##### RECORD SET #####

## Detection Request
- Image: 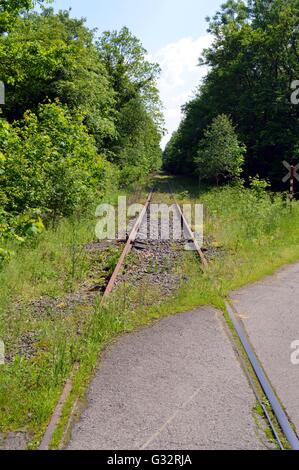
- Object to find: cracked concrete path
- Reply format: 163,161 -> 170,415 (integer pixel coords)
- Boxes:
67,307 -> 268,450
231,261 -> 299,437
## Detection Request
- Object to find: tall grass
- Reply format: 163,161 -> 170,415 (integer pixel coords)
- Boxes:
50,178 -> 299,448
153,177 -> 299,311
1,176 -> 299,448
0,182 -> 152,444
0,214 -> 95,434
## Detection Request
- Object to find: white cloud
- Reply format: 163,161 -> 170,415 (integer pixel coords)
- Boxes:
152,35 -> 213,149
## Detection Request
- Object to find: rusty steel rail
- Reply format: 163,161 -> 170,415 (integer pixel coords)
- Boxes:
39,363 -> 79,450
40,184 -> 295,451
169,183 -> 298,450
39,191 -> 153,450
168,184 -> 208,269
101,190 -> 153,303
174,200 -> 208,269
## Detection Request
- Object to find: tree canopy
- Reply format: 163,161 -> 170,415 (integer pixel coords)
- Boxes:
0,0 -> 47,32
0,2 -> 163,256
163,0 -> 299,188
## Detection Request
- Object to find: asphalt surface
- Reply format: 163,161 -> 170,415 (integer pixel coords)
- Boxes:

#####
##### RECORD SET #####

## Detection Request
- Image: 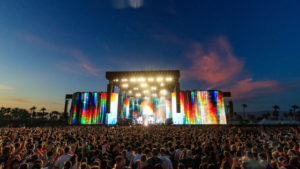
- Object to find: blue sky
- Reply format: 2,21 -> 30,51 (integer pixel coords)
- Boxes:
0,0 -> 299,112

#####

WORK ITEM:
If a line in the records above has the word "find", copy it.

TASK OUTPUT:
- Object to find: cracked concrete path
- Object to find: tall grass
- Object to find: white cloud
- Object to find: rusty steel rail
- Object to find: tree canopy
- Object to find: asphalt surface
- Object to find: blue sky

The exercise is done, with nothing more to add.